# [RECORDS FOR THE TASK]
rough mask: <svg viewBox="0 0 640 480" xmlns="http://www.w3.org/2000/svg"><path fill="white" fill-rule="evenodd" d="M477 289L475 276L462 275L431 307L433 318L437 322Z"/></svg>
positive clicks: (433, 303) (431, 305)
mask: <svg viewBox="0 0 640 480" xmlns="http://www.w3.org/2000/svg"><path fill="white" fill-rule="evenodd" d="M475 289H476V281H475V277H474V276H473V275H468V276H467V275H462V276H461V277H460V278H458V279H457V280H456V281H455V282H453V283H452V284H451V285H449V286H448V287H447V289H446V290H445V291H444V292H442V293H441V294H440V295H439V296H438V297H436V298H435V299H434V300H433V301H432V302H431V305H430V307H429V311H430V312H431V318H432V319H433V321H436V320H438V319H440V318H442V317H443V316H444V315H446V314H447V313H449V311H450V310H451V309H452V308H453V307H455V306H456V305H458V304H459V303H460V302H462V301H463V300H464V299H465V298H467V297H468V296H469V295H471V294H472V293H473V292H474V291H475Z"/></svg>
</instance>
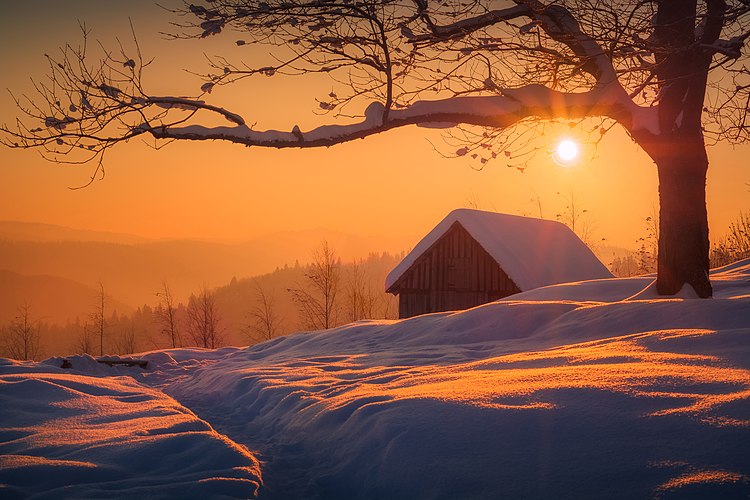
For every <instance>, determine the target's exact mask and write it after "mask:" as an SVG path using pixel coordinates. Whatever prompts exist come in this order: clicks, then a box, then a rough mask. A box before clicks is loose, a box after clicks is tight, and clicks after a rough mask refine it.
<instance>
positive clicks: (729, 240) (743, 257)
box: [711, 212, 750, 267]
mask: <svg viewBox="0 0 750 500" xmlns="http://www.w3.org/2000/svg"><path fill="white" fill-rule="evenodd" d="M747 258H750V212H748V213H742V212H741V213H740V215H739V216H738V217H737V219H736V220H735V221H734V222H732V223H731V224H730V225H729V230H728V231H727V234H725V235H724V236H722V237H721V238H720V239H719V241H718V242H717V243H716V245H715V246H714V248H713V249H712V252H711V265H712V266H713V267H718V266H723V265H726V264H731V263H732V262H735V261H738V260H741V259H747Z"/></svg>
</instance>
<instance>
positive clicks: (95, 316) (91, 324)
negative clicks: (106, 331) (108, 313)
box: [81, 281, 109, 356]
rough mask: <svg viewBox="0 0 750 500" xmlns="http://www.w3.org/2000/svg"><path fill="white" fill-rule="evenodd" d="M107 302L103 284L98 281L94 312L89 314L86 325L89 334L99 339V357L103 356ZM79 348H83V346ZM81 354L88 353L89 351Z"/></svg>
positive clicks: (107, 297)
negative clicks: (89, 328)
mask: <svg viewBox="0 0 750 500" xmlns="http://www.w3.org/2000/svg"><path fill="white" fill-rule="evenodd" d="M108 301H109V295H107V293H106V292H105V291H104V284H103V283H102V282H101V281H100V282H99V289H98V290H97V291H96V298H95V301H94V310H93V311H92V312H91V313H90V314H89V323H87V325H86V326H87V327H88V328H90V334H91V335H93V337H94V338H98V339H99V356H104V336H105V333H106V331H107V328H108V327H109V324H108V323H107V316H106V308H107V302H108ZM81 346H83V344H82V345H81ZM89 347H90V346H89ZM83 352H90V350H86V351H83Z"/></svg>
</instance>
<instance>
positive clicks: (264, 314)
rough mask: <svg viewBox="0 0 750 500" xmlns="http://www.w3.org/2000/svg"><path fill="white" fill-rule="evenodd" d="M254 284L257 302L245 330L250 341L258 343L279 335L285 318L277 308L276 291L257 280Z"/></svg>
mask: <svg viewBox="0 0 750 500" xmlns="http://www.w3.org/2000/svg"><path fill="white" fill-rule="evenodd" d="M254 286H255V300H256V303H255V305H253V307H252V308H251V309H250V312H249V320H250V321H249V323H248V325H247V327H246V329H245V332H246V334H247V337H248V340H250V342H252V343H258V342H264V341H266V340H271V339H272V338H275V337H277V336H279V335H280V334H281V332H282V328H283V318H282V317H281V316H279V314H278V312H277V310H276V305H275V301H276V296H275V294H274V292H273V291H267V290H266V289H265V288H264V287H263V285H261V283H260V282H259V281H257V280H256V281H255V282H254Z"/></svg>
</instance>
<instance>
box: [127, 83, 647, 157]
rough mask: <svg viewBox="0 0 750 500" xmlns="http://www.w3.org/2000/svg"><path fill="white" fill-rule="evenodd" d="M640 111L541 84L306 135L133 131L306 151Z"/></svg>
mask: <svg viewBox="0 0 750 500" xmlns="http://www.w3.org/2000/svg"><path fill="white" fill-rule="evenodd" d="M642 112H643V109H642V108H638V107H637V106H635V105H634V104H633V103H632V101H631V100H630V98H629V97H628V96H627V95H626V94H625V92H624V91H623V90H622V88H621V87H619V86H601V87H595V88H594V89H592V90H591V91H589V92H580V93H565V92H558V91H554V90H550V89H548V88H546V87H544V86H542V85H529V86H526V87H521V88H517V89H507V90H504V91H503V95H499V96H466V97H452V98H448V99H442V100H435V101H418V102H416V103H414V104H413V105H411V106H409V107H408V108H405V109H398V110H390V112H389V113H388V115H387V120H385V121H384V119H383V117H384V114H385V106H383V105H382V104H380V103H378V102H373V103H371V104H370V105H369V106H368V107H367V109H366V110H365V118H364V120H362V121H361V122H359V123H354V124H348V125H324V126H320V127H317V128H314V129H312V130H309V131H307V132H302V131H301V130H300V128H299V127H298V126H296V125H295V126H294V127H293V128H292V130H291V131H289V132H285V131H280V130H265V131H258V130H253V129H251V128H250V127H248V126H247V125H239V126H236V127H228V126H220V127H205V126H201V125H187V126H172V127H170V126H157V127H149V126H147V125H142V126H140V127H139V130H138V132H141V133H150V134H151V135H153V136H154V137H155V138H157V139H188V140H226V141H230V142H234V143H238V144H244V145H246V146H264V147H273V148H308V147H320V146H332V145H335V144H340V143H343V142H348V141H352V140H355V139H362V138H365V137H368V136H371V135H374V134H378V133H380V132H384V131H387V130H391V129H394V128H398V127H403V126H406V125H421V126H430V125H438V126H441V127H442V126H445V124H449V125H455V124H459V123H461V124H467V125H479V126H486V127H494V128H506V127H508V126H511V125H513V124H515V123H517V122H518V121H520V120H523V119H527V118H540V119H551V118H581V117H589V116H607V117H611V118H615V119H617V120H618V121H620V122H621V123H623V124H624V125H625V126H626V127H628V126H629V125H631V126H640V122H641V121H642V120H639V117H640V114H641V113H642Z"/></svg>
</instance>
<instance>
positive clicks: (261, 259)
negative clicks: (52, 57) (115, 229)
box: [0, 221, 409, 322]
mask: <svg viewBox="0 0 750 500" xmlns="http://www.w3.org/2000/svg"><path fill="white" fill-rule="evenodd" d="M323 238H325V239H327V240H328V241H329V242H330V243H331V244H332V246H333V247H334V248H335V250H336V253H337V255H339V256H340V257H341V259H342V260H344V261H347V260H351V259H354V258H358V257H362V256H366V255H367V254H368V253H370V252H373V251H391V252H398V251H401V250H403V249H405V248H406V246H407V244H409V243H407V244H404V243H402V242H399V241H395V240H393V239H391V240H389V239H388V238H382V237H373V238H368V237H356V236H352V235H348V234H344V233H340V232H335V231H330V230H325V229H318V230H309V231H298V232H295V231H285V232H279V233H274V234H270V235H267V236H264V237H260V238H255V239H252V240H247V241H240V242H230V243H227V242H211V241H199V240H169V239H164V240H149V239H147V238H143V237H140V236H134V235H129V234H120V233H111V232H97V231H88V230H80V229H74V228H67V227H62V226H56V225H51V224H39V223H28V222H16V221H0V270H2V271H4V272H2V273H0V301H2V307H0V322H5V321H8V320H9V319H11V318H12V317H13V315H14V314H15V310H16V308H17V307H18V305H20V304H21V303H23V301H24V300H27V301H29V302H30V303H31V304H32V307H33V308H34V310H35V311H36V312H37V314H39V315H40V316H44V317H45V320H49V321H55V322H63V321H65V320H66V319H70V320H73V319H74V318H75V317H77V316H81V317H83V316H85V314H86V313H87V312H88V311H89V310H90V309H91V306H92V302H93V300H94V297H95V293H96V292H95V288H96V287H98V283H99V282H101V283H102V284H103V285H104V287H105V289H106V292H107V293H108V294H109V295H110V296H111V297H112V306H113V309H117V310H118V311H120V312H124V313H127V312H129V311H131V310H133V309H135V308H137V307H139V306H141V305H143V304H153V303H155V302H156V298H155V295H154V294H155V292H156V291H157V290H158V289H159V287H160V285H161V283H162V282H163V281H166V282H168V283H169V286H170V287H171V289H172V292H173V294H174V296H175V298H176V299H177V300H178V301H185V300H186V299H187V297H188V296H189V295H190V294H191V293H193V292H195V291H197V290H198V289H199V288H200V287H201V286H203V285H204V284H206V285H208V286H209V287H215V286H220V285H225V284H227V283H228V282H229V281H230V280H231V279H232V278H233V277H237V278H242V277H247V276H254V275H259V274H264V273H268V272H271V271H273V270H274V269H276V268H277V267H283V266H284V265H285V264H289V265H293V264H294V263H295V261H299V262H300V263H302V264H304V263H306V262H307V261H309V260H310V255H311V252H312V249H313V248H314V247H315V246H316V245H318V244H319V243H320V241H321V239H323Z"/></svg>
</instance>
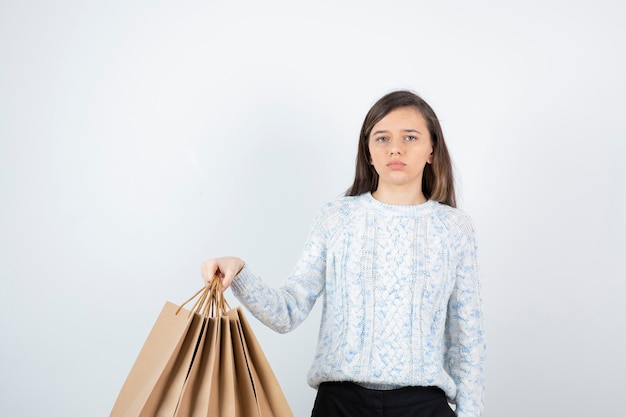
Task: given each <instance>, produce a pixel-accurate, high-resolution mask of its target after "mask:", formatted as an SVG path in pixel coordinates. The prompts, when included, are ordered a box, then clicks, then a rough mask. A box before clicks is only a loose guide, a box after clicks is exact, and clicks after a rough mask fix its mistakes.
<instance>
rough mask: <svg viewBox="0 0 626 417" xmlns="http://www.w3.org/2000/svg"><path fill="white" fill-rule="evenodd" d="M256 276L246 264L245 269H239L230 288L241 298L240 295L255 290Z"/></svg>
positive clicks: (236, 294) (244, 265)
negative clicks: (240, 270) (254, 289)
mask: <svg viewBox="0 0 626 417" xmlns="http://www.w3.org/2000/svg"><path fill="white" fill-rule="evenodd" d="M254 278H255V276H254V274H253V273H252V271H251V270H250V268H248V265H247V264H245V265H244V266H243V269H242V270H241V271H239V273H238V274H237V275H235V278H233V281H232V282H231V283H230V288H231V289H232V290H233V294H234V295H235V297H237V298H239V297H240V296H242V295H244V294H247V293H249V292H250V291H253V289H254V288H255V279H254Z"/></svg>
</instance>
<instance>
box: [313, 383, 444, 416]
mask: <svg viewBox="0 0 626 417" xmlns="http://www.w3.org/2000/svg"><path fill="white" fill-rule="evenodd" d="M311 417H455V413H454V411H452V409H451V408H450V406H449V405H448V400H447V399H446V395H445V394H444V392H443V391H442V390H441V389H439V388H437V387H405V388H399V389H394V390H384V391H379V390H372V389H367V388H363V387H361V386H360V385H356V384H354V383H351V382H324V383H322V384H321V385H320V387H319V389H318V391H317V397H316V398H315V404H314V405H313V413H312V414H311Z"/></svg>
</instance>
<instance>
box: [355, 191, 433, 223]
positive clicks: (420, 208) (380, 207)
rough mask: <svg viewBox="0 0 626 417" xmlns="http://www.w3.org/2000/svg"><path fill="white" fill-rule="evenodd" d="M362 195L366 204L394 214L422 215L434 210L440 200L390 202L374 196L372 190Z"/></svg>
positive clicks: (385, 212)
mask: <svg viewBox="0 0 626 417" xmlns="http://www.w3.org/2000/svg"><path fill="white" fill-rule="evenodd" d="M361 196H362V200H363V203H364V204H365V205H366V206H368V207H371V208H373V209H375V210H378V211H380V212H382V213H385V214H390V215H394V216H398V215H400V216H409V217H415V216H421V215H423V214H426V213H430V212H432V211H433V210H434V208H435V205H436V204H438V202H437V201H435V200H427V201H426V202H424V203H421V204H415V205H400V204H388V203H383V202H382V201H378V200H376V199H375V198H374V196H372V193H371V192H367V193H365V194H362V195H361Z"/></svg>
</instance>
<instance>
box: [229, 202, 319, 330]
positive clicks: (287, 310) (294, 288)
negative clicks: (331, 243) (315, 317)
mask: <svg viewBox="0 0 626 417" xmlns="http://www.w3.org/2000/svg"><path fill="white" fill-rule="evenodd" d="M325 270H326V241H325V231H324V227H323V222H322V213H320V215H318V218H317V220H316V221H315V223H314V225H313V228H312V230H311V232H310V233H309V236H308V238H307V240H306V243H305V245H304V250H303V252H302V254H301V256H300V258H299V260H298V262H297V263H296V266H295V268H294V270H293V272H292V274H291V275H290V276H289V277H288V278H287V280H286V281H285V282H284V283H283V285H281V286H280V287H279V288H271V287H269V286H268V285H267V284H266V283H265V282H264V281H263V280H262V279H261V277H259V276H258V275H256V274H255V273H254V272H253V271H252V270H251V269H250V268H249V267H248V266H247V265H246V266H244V268H243V269H242V270H241V272H240V273H239V274H238V275H237V276H236V277H235V279H234V280H233V282H232V284H231V288H232V290H233V293H234V295H235V297H237V299H238V300H239V301H241V303H242V304H243V305H244V306H246V308H247V309H248V310H250V312H251V313H252V314H253V315H254V316H255V317H256V318H257V319H258V320H259V321H261V322H262V323H263V324H265V325H266V326H268V327H269V328H271V329H273V330H275V331H277V332H279V333H286V332H289V331H291V330H293V329H295V328H296V327H297V326H298V325H299V324H300V323H301V322H302V321H303V320H304V319H305V318H306V317H307V316H308V315H309V313H310V311H311V309H312V308H313V305H314V304H315V301H316V300H317V298H318V297H319V296H320V294H321V293H322V291H323V289H324V285H325Z"/></svg>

# [PROMPT]
What lines in the listing contain "after"? Copy them all.

# [SOLUTION FOR THIS EXERCISE]
For every <instance>, determine the target's exact mask and write it after "mask:" as an SVG path using pixel coordinates. Whatever prompts exist come in this order: clicks, then a box, then a rough mask. A box before clicks is loose, a box after clicks is tight, and clicks after a rough mask refine it.
Task: given each <instance>, produce a pixel-accurate, high-resolution mask of its target after "mask:", formatted as an SVG path in pixel coordinates. The prompts, when included, are ordered a box, then clicks, then a rough mask. A box before clicks is only a loose guide, a box after clicks is exact, and clicks after a rough mask fix its mistakes.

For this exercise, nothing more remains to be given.